__Work to be completed__: Extract every record, keeping each one exactly as it is.

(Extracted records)
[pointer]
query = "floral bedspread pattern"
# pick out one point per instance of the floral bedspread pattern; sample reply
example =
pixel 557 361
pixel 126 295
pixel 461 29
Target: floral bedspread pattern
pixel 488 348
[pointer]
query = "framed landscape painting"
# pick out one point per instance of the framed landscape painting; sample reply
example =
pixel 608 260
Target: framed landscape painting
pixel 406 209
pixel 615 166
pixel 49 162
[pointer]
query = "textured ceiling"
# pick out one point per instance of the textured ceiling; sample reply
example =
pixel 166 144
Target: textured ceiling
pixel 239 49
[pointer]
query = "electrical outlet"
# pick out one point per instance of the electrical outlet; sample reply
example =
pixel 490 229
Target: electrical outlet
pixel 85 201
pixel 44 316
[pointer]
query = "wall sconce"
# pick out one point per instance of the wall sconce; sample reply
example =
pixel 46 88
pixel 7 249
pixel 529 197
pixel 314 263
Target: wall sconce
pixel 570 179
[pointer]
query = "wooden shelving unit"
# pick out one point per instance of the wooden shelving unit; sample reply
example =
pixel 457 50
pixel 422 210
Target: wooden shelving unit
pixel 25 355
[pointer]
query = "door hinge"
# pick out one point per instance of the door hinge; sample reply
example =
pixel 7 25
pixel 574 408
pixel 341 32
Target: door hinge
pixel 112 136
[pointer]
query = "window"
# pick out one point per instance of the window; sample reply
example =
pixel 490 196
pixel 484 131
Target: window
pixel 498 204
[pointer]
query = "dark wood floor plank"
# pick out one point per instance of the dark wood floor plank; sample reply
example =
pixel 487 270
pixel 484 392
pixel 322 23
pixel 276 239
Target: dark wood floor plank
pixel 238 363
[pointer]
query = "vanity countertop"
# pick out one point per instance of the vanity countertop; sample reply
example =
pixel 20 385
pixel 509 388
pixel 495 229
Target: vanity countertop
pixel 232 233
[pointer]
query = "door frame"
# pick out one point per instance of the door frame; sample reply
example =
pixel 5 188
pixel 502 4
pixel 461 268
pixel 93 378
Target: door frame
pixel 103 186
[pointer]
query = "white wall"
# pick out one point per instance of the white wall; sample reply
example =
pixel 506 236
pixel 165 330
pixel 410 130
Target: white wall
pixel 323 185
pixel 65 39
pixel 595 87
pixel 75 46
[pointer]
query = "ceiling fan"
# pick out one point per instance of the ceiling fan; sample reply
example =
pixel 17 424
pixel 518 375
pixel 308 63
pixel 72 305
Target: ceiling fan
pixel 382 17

__Full response__:
[pointer]
query = "floral bedspread pattern"
# pick out one point per instance of the floral bedspread pattern; sample reply
example =
pixel 557 361
pixel 126 295
pixel 461 29
Target: floral bedspread pattern
pixel 488 348
[pointer]
query = "framed landscape painting"
# pick out one point per instance of the framed landscape painting; sample reply
example =
pixel 608 260
Target: framed landscape painting
pixel 406 209
pixel 615 166
pixel 49 162
[pointer]
query = "textured ceiling"
# pick out one point per instance of the textured ceiling; sample reply
example =
pixel 166 144
Target: textured ceiling
pixel 239 49
[pointer]
query = "electrical outlet"
# pick out one point per instance of the electrical outlet; sample reply
example =
pixel 490 229
Target: electrical outlet
pixel 85 201
pixel 44 316
[pointer]
query = "wall sconce"
# pick out one point per instance of the wall sconce; sample reply
example =
pixel 46 88
pixel 7 249
pixel 529 197
pixel 314 263
Target: wall sconce
pixel 570 179
[pointer]
query = "wooden shelving unit"
# pick out one point per instance of the wooden shelving unit; sample reply
example =
pixel 457 50
pixel 422 210
Target: wooden shelving unit
pixel 25 355
[pointer]
query = "door hinge"
# pick out one point per instance of the door hinge; sample reply
example =
pixel 7 25
pixel 574 408
pixel 341 32
Target: door hinge
pixel 112 136
[pointer]
query = "window"
# pick out one point per instance of the window; sample reply
example =
pixel 490 196
pixel 484 131
Target: window
pixel 498 204
[pointer]
query = "dark wood floor plank"
# pick out one point per instance of the dark wood floor plank; sample reply
example =
pixel 487 270
pixel 484 392
pixel 322 23
pixel 276 239
Target: dark wood floor plank
pixel 238 363
[pointer]
query = "vanity countertop"
# pick out one point per instance of the vanity countertop; sample reply
example =
pixel 20 385
pixel 509 388
pixel 495 229
Target: vanity countertop
pixel 232 233
[pointer]
query = "door frame"
# pick out one point per instance of the door frame; sample reply
example =
pixel 5 188
pixel 502 4
pixel 461 268
pixel 93 378
Target: door frame
pixel 103 186
[pointer]
query = "white wall"
# pick out one point per instance of the white wall; sample reply
example =
pixel 506 236
pixel 165 330
pixel 410 130
Target: white wall
pixel 323 185
pixel 65 39
pixel 595 87
pixel 75 46
[pointer]
query = "ceiling fan"
# pick out one point per instance of the ceiling fan; sample reply
example =
pixel 17 424
pixel 518 375
pixel 308 63
pixel 72 305
Target: ceiling fan
pixel 382 17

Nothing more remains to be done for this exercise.